Point localization data:
┌──
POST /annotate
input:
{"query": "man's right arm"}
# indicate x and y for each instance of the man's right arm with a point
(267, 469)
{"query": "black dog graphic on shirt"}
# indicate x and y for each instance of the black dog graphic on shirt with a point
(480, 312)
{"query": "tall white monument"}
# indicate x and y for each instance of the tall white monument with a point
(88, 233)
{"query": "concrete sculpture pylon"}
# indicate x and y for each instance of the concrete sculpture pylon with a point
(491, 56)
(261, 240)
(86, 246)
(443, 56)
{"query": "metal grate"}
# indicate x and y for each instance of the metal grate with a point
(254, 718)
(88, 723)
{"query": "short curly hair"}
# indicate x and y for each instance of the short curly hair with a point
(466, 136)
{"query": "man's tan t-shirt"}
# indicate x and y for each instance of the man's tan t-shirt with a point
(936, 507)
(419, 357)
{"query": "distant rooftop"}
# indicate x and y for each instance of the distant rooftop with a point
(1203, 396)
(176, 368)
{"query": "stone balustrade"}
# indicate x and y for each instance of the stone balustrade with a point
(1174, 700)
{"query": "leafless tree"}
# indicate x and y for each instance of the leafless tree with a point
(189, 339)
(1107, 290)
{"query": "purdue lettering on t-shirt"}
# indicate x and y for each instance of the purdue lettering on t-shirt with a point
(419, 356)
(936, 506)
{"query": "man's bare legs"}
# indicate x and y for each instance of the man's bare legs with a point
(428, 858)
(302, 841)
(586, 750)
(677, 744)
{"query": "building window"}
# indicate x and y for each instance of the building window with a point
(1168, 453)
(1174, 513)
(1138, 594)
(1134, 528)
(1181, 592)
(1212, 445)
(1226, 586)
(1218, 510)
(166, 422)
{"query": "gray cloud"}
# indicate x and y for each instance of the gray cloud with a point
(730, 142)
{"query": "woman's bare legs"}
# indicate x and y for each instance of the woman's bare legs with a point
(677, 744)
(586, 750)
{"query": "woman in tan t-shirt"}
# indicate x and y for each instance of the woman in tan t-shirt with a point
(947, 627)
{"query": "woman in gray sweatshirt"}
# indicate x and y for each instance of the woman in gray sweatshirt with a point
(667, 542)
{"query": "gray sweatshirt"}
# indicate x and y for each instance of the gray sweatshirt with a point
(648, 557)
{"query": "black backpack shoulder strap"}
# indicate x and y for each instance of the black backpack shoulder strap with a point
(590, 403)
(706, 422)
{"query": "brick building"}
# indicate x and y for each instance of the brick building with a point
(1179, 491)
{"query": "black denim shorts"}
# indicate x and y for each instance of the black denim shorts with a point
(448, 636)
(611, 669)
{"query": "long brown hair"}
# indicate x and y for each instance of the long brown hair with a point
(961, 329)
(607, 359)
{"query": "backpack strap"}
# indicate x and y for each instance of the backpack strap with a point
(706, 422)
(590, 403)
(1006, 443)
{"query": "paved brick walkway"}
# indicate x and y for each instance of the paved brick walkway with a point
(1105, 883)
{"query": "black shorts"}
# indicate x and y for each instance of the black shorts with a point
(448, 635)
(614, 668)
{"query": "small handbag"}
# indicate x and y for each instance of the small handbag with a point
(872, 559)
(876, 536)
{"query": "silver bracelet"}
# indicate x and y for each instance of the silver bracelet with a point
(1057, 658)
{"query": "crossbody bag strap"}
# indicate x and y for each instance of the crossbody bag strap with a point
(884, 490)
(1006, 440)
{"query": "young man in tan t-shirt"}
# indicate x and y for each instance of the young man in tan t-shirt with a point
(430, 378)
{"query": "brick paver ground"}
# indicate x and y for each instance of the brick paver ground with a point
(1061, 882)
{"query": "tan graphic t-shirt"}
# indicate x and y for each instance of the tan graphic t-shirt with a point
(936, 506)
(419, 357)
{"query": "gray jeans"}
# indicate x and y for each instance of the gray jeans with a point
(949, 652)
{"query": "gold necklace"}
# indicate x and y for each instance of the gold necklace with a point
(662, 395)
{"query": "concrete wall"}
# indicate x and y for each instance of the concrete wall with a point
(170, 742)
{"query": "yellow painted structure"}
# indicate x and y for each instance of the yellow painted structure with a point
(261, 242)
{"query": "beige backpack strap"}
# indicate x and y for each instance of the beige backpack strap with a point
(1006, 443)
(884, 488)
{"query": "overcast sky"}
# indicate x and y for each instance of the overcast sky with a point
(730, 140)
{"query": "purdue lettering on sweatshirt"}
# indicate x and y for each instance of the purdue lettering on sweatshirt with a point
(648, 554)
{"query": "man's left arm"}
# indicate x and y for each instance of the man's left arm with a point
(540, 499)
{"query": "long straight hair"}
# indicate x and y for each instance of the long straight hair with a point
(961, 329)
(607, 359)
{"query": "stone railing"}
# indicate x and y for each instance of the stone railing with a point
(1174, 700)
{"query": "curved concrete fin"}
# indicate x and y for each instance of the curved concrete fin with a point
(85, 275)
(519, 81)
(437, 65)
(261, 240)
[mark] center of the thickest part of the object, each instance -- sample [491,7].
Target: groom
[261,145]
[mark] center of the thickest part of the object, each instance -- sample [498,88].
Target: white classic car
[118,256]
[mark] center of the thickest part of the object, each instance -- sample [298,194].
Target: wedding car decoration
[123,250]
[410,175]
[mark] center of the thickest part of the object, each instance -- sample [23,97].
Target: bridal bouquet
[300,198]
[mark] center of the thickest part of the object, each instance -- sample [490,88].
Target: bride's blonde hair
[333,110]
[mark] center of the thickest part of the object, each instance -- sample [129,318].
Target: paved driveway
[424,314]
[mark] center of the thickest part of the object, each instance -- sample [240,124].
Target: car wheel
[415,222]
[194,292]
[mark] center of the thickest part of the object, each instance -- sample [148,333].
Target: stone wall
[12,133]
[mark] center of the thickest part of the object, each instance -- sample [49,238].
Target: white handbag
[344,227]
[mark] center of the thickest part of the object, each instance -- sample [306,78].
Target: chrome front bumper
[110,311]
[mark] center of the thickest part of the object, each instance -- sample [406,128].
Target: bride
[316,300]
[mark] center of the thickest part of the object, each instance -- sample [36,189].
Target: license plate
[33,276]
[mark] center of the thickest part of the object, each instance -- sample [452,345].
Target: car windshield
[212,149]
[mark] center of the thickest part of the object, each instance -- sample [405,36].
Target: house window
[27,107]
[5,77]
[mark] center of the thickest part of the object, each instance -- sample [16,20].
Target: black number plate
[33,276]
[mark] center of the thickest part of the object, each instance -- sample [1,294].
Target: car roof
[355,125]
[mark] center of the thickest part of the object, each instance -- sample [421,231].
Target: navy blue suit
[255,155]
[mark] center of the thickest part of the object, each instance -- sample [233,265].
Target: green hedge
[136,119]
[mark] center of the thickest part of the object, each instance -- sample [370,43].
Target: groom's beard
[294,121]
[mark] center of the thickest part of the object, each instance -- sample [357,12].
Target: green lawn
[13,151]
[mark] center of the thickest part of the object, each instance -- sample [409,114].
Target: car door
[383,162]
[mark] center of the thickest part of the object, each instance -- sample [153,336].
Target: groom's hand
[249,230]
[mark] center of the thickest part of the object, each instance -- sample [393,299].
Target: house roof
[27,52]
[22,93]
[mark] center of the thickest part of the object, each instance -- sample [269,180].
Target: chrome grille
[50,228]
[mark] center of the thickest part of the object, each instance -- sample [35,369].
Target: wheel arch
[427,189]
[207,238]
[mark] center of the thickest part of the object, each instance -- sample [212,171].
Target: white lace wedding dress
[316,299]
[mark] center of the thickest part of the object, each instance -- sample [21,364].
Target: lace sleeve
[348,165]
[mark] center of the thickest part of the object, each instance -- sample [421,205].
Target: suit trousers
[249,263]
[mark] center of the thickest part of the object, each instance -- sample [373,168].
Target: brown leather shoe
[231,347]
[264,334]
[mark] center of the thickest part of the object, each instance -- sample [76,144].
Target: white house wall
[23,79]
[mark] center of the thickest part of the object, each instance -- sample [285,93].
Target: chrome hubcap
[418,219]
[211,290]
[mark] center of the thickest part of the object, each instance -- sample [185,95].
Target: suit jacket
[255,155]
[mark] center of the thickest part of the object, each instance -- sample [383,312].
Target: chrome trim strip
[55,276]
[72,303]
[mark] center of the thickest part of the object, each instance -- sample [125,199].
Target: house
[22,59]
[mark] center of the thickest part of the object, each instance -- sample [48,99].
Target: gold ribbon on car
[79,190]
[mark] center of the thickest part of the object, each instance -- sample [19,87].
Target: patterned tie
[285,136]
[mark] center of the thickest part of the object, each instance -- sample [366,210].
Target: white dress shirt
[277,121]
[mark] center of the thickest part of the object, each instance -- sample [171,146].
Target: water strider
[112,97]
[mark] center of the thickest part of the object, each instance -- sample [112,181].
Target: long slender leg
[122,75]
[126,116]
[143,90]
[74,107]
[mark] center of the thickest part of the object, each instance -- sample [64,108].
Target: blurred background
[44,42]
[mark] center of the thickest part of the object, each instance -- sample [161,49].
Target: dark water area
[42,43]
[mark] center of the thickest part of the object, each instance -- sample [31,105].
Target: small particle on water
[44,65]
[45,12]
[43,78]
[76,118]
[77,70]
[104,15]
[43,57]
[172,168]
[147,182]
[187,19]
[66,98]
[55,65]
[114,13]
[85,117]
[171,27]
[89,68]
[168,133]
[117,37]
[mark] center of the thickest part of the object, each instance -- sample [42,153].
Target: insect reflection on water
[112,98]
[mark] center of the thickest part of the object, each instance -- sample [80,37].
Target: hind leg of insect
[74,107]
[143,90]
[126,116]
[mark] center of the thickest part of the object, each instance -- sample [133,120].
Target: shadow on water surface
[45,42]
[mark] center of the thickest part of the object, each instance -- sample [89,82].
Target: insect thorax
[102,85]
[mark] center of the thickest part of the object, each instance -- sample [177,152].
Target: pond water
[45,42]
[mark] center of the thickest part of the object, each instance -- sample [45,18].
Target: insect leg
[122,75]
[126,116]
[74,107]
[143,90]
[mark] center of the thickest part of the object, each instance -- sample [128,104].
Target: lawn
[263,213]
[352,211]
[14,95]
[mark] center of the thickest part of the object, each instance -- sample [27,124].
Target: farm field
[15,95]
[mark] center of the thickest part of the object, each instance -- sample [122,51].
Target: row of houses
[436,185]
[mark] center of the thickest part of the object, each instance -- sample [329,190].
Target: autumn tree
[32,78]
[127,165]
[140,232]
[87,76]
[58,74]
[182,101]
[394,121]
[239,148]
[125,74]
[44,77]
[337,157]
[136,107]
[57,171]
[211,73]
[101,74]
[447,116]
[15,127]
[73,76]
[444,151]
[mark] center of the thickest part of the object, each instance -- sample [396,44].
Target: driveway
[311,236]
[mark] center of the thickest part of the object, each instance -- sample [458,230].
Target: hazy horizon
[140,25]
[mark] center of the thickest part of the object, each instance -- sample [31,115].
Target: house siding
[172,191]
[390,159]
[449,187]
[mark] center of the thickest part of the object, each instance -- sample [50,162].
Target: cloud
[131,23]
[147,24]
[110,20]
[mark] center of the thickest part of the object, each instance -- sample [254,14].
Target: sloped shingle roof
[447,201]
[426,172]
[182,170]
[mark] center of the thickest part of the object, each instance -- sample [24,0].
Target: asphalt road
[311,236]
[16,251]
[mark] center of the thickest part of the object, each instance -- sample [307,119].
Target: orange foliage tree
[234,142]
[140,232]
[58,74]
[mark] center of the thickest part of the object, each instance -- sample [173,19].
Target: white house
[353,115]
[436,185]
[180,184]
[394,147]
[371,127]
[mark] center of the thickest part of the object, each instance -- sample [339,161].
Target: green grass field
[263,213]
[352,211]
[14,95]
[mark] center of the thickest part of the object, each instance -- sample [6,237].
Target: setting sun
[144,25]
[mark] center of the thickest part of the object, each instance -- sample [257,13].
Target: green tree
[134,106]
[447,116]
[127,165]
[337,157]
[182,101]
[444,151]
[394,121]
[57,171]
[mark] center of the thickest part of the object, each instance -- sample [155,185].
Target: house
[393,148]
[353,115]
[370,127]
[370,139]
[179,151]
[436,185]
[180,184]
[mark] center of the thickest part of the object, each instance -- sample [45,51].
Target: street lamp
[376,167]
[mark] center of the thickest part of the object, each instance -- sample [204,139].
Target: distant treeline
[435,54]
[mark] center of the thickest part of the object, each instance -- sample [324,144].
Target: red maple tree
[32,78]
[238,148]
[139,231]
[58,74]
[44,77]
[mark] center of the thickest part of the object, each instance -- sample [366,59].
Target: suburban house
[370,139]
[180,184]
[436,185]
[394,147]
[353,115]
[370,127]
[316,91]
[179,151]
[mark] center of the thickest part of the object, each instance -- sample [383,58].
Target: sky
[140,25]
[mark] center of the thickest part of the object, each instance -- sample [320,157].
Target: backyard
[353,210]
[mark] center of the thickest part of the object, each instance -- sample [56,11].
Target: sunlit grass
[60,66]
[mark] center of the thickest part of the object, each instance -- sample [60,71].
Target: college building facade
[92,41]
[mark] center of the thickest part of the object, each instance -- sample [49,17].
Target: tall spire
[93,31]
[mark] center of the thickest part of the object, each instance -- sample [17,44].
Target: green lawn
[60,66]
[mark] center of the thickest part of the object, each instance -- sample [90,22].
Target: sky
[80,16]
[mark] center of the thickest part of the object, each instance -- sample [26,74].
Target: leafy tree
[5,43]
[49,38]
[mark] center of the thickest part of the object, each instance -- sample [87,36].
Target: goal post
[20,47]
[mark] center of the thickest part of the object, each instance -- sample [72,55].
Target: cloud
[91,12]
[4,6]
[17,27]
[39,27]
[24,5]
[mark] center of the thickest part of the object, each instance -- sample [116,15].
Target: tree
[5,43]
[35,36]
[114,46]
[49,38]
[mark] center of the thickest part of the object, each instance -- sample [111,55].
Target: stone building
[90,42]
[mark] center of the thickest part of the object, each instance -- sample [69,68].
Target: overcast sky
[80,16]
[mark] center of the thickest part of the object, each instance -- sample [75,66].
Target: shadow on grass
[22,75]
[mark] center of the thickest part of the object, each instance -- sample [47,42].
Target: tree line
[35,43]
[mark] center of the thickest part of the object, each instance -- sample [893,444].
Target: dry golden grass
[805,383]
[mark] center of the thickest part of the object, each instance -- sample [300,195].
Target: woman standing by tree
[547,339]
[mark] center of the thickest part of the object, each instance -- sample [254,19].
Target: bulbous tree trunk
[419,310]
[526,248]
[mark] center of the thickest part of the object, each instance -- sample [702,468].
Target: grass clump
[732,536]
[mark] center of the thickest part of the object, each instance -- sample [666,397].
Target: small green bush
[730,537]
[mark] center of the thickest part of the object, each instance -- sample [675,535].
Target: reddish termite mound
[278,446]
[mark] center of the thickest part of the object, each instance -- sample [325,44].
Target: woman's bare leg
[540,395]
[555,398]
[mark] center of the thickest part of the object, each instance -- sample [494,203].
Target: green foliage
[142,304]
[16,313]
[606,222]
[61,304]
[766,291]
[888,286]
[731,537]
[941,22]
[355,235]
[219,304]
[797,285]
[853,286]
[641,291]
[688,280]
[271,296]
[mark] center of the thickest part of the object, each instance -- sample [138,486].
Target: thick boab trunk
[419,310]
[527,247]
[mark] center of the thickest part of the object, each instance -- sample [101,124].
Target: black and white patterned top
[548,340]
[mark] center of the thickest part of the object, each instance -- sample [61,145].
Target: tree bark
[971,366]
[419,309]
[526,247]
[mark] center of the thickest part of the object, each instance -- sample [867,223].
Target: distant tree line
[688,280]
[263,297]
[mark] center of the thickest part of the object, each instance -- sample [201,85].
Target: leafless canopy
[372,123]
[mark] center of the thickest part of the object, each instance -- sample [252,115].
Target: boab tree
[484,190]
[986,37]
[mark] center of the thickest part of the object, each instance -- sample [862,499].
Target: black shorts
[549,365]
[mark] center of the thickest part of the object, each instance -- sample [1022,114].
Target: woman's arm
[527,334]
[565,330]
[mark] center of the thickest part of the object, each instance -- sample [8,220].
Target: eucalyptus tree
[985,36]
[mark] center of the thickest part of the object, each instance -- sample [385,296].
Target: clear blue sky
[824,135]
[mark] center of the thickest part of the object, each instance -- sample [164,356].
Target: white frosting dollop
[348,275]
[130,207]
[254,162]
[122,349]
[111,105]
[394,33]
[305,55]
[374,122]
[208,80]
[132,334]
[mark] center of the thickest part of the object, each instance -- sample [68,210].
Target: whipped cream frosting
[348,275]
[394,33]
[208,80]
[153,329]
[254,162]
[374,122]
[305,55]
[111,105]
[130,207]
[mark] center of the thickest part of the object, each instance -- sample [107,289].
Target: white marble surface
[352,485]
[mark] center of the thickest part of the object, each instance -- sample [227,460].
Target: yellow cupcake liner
└──
- [Assigned task]
Write out, exactly as shown, only the lines running from the one that contains "Target: white frosting dollop" to the last line above.

- [Answer space]
Target: white frosting dollop
[348,275]
[130,207]
[254,162]
[122,349]
[111,105]
[394,33]
[305,55]
[374,122]
[208,80]
[132,334]
[mark] center of the thickest part of the object, each instance -- sample [68,210].
Target: whipped cream frosting
[348,275]
[394,33]
[208,80]
[153,329]
[254,162]
[374,122]
[305,55]
[111,105]
[130,207]
[mark] center of the thickest part of the object, each instance -- sample [107,289].
Target: white marble surface
[352,485]
[mark] center of the thickest part of the object, each instance -- sample [227,460].
Target: yellow cupcake liner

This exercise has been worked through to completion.